▶ [Metin parçası]:

────────

Haksız mı İnönü? Çok haklı. Ama Atatürk'e böyle cevap verilir mi? Falih Rıfkı Çankaya’nın 575. sayfasında diyor ki:

-Ertesi gün Atatürk İstanbul’a hareket etti. Ben de yanında idim. Önce İnönü’yü çağırdı kompartımana. Kendisine:

Görev arkadaşlığımız bitmiştir, dedi.

İnönü iki eliyle yüzünü kapadı. Atatürk:

Dinlenmelisiniz, dedi."

Ne olmuş? Ne var bunda? İnönü, Atatürk'e:

Eskiden böyle değildiniz! Artık emirlerinizi hep bu sofradan mı alacağız, demiş. Bu soru, bir başbakanı makamından silip sü­pürecek bir gerekçe midir? Hani Atatürk kadar tartışmaya açık bir devlet adamı yoktu?

────────

▶ [Yapılacak işler]:
a. İnönü ile Atatürk'e dair metin parçasından "-Ertesi gün Atatürk" sözlerinden "devlet adamı yoktu?" sözlerine kadar olan bölümü hiçbir değişiklik yapmadan yazın.
b. Kayıtlarda "For every instance of the spectator" ifadesinin geçtiği satırdan kayıtların son satırına kadar olan satırları, iki ucu da dahil ederek aynen çıkarın.
Metin parçası ile kayıtlar birbirinden ayrı malzemelerdir.

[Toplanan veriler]
────────

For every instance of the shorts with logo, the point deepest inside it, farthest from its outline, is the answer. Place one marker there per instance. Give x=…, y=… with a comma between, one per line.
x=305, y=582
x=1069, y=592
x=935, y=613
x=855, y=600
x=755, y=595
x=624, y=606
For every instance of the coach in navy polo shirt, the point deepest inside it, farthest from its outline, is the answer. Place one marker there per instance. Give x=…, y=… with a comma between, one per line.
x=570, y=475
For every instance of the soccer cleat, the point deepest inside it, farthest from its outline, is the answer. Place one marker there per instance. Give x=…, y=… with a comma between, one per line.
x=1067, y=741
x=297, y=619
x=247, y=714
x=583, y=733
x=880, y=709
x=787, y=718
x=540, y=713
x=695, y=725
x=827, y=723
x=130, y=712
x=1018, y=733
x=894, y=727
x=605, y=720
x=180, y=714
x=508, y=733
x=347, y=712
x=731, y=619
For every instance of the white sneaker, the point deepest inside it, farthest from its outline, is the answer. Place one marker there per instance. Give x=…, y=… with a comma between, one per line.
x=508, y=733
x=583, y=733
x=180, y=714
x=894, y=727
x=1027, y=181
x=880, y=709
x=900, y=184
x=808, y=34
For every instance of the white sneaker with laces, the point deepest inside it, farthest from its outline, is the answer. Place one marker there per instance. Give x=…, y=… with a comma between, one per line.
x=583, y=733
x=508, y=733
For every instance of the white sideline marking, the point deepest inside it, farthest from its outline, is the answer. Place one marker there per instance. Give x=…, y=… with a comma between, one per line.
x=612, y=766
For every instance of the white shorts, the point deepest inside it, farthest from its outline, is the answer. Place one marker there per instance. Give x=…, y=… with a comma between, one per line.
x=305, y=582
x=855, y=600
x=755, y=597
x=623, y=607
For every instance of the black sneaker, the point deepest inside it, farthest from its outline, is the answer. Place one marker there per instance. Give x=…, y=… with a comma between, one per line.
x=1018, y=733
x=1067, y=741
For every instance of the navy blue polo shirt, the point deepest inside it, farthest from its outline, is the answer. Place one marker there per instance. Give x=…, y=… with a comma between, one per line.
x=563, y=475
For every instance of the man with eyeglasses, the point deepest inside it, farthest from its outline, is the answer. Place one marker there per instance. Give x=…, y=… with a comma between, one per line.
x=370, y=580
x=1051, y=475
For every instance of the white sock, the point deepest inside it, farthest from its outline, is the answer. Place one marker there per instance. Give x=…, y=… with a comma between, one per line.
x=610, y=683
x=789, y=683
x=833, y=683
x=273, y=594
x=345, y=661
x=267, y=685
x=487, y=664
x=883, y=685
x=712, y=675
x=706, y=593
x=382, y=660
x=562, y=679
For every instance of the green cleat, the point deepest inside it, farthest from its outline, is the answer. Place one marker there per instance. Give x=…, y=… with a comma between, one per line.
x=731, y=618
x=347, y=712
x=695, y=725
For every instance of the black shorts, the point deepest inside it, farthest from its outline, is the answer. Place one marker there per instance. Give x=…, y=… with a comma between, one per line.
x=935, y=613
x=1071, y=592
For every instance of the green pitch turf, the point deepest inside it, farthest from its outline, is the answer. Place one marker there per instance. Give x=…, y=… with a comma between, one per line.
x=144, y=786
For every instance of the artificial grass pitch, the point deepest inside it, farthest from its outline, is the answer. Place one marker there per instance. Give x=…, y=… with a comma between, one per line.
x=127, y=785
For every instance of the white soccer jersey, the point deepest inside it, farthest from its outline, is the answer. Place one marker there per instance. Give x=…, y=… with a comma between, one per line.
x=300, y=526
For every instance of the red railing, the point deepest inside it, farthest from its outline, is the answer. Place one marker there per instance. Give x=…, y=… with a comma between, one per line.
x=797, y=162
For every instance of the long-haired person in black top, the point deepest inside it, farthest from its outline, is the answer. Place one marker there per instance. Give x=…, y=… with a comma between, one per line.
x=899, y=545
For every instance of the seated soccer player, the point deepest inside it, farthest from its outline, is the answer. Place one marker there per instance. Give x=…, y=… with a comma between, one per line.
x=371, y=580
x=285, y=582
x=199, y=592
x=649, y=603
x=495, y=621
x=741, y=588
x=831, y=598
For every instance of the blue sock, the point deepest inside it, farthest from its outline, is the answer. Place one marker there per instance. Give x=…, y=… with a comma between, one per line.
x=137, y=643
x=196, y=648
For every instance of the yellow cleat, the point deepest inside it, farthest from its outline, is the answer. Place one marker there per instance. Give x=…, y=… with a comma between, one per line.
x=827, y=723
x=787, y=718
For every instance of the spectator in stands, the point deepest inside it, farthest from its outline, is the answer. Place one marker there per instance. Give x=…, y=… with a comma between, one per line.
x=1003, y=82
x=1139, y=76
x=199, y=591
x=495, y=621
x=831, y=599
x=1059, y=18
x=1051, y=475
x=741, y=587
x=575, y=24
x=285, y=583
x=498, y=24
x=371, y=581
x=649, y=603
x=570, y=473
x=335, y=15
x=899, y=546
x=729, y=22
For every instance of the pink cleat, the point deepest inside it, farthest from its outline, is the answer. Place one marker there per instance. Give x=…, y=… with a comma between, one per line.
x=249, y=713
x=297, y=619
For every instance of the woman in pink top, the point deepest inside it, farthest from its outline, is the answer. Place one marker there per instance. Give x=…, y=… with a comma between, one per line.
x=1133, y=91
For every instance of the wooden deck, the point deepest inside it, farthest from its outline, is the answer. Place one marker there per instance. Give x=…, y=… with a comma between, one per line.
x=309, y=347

────────

▶ [Çıktılar]:
a.
-Ertesi gün Atatürk İstanbul’a hareket etti. Ben de yanında idim. Önce İnönü’yü çağırdı kompartımana. Kendisine:

Görev arkadaşlığımız bitmiştir, dedi.

İnönü iki eliyle yüzünü kapadı. Atatürk:

Dinlenmelisiniz, dedi."

Ne olmuş? Ne var bunda? İnönü, Atatürk'e:

Eskiden böyle değildiniz! Artık emirlerinizi hep bu sofradan mı alacağız, demiş. Bu soru, bir başbakanı makamından silip sü­pürecek bir gerekçe midir? Hani Atatürk kadar tartışmaya açık bir devlet adamı yoktu?

b.
For every instance of the spectator in stands, the point deepest inside it, farthest from its outline, is the answer. Place one marker there per instance. Give x=…, y=… with a comma between, one per line.
x=1003, y=82
x=1139, y=76
x=199, y=591
x=495, y=621
x=831, y=599
x=1059, y=18
x=1051, y=475
x=741, y=587
x=575, y=24
x=285, y=583
x=498, y=24
x=371, y=581
x=649, y=603
x=570, y=473
x=335, y=15
x=899, y=546
x=729, y=22
For every instance of the pink cleat, the point deepest inside it, farthest from its outline, is the answer. Place one marker there per instance. Give x=…, y=… with a comma between, one per line.
x=249, y=713
x=297, y=619
For every instance of the woman in pink top, the point deepest inside it, farthest from its outline, is the answer. Place one marker there per instance. Give x=…, y=… with a comma between, one per line.
x=1133, y=91
For every instance of the wooden deck, the point deepest inside it, farthest from its outline, is the answer. Place one marker there per instance. Give x=…, y=… with a comma between, one per line.
x=309, y=347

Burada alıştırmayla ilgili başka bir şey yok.